● **EXERCISE INSTRUCTIONS**
Pick out every line in the items below that contains the word "ceiling" and copy those lines.

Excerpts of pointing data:
·····

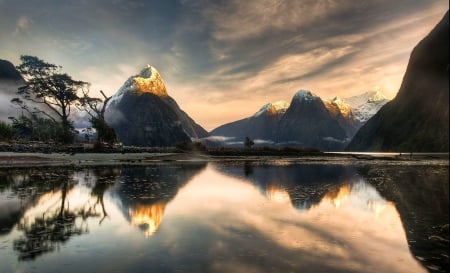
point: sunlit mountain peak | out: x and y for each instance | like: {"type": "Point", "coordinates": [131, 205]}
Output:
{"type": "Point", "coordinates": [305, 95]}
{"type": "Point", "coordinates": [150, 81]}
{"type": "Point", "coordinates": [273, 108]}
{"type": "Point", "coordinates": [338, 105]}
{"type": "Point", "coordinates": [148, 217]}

·····

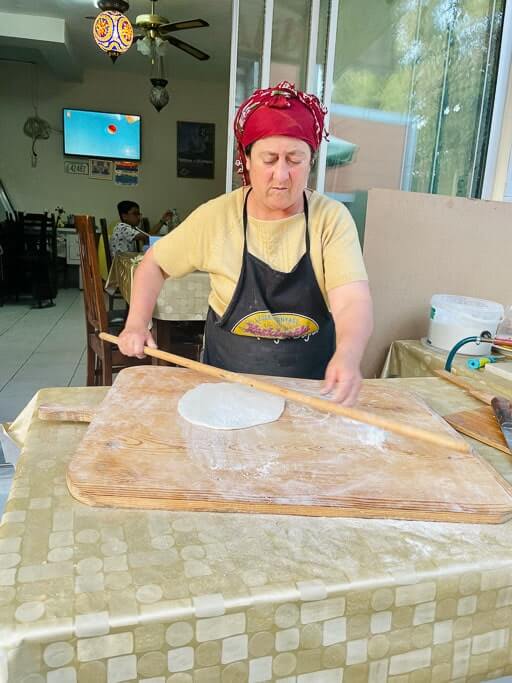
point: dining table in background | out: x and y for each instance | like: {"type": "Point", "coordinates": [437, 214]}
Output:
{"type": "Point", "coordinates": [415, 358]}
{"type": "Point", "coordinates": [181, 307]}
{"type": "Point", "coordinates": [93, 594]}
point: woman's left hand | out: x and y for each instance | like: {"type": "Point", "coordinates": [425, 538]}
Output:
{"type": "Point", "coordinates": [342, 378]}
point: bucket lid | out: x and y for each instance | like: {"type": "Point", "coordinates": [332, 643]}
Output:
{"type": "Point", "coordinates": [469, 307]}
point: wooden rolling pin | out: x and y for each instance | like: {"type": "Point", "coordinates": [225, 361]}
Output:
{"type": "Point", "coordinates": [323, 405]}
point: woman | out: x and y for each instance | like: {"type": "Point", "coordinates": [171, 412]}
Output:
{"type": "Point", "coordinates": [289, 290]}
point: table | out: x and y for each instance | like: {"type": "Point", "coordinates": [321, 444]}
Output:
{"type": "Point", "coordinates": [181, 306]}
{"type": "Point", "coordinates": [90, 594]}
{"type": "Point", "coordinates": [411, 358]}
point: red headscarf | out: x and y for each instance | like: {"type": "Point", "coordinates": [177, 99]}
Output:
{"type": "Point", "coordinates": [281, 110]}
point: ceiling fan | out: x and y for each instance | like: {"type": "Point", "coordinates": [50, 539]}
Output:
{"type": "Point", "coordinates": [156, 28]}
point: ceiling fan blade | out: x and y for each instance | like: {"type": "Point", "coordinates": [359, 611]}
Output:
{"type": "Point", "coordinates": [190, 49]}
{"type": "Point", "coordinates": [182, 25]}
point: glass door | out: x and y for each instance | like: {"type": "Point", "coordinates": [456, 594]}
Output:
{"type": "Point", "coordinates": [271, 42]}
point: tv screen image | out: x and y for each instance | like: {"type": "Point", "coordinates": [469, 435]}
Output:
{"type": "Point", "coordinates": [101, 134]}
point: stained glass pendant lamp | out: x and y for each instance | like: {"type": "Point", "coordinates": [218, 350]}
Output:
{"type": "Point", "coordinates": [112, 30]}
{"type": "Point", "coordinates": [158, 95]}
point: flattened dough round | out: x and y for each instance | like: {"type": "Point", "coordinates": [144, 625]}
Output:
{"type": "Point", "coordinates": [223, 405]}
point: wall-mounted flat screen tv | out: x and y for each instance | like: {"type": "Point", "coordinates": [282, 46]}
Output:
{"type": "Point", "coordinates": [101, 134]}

·····

● **ANSWER TO THE TASK**
point: ceiling fan | out: x and y for each instance | like: {"type": "Point", "coordinates": [50, 539]}
point: ceiling fan blade | out: x and y for each instance | like: {"type": "Point", "coordinates": [359, 611]}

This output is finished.